## WORK INSTRUCTIONS
List every line below that contains the word "lamp".

## SUPPLIED RECORDS
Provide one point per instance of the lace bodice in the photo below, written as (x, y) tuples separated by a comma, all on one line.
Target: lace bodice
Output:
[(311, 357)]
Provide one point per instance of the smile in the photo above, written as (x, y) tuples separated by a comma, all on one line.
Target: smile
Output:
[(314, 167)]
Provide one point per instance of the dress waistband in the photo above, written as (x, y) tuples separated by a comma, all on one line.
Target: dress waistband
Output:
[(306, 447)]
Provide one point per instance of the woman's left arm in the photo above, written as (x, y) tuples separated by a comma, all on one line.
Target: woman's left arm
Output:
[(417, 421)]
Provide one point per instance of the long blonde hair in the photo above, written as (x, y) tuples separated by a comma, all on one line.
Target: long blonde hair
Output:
...
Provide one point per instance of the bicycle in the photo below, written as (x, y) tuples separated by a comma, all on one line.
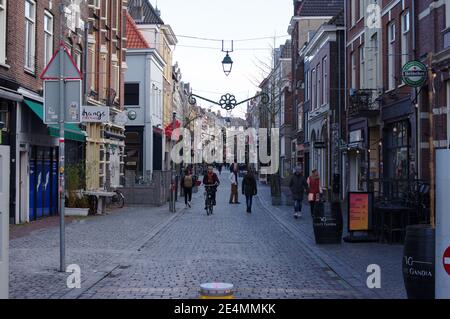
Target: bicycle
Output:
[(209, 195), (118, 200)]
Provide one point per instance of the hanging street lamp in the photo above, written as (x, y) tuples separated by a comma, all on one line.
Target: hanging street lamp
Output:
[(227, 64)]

## FULL ANSWER
Provide one point per instance of the hanging street lamp in the photo above, written as (x, y) tuples separated by a comma, all on one line.
Target: hanging street lamp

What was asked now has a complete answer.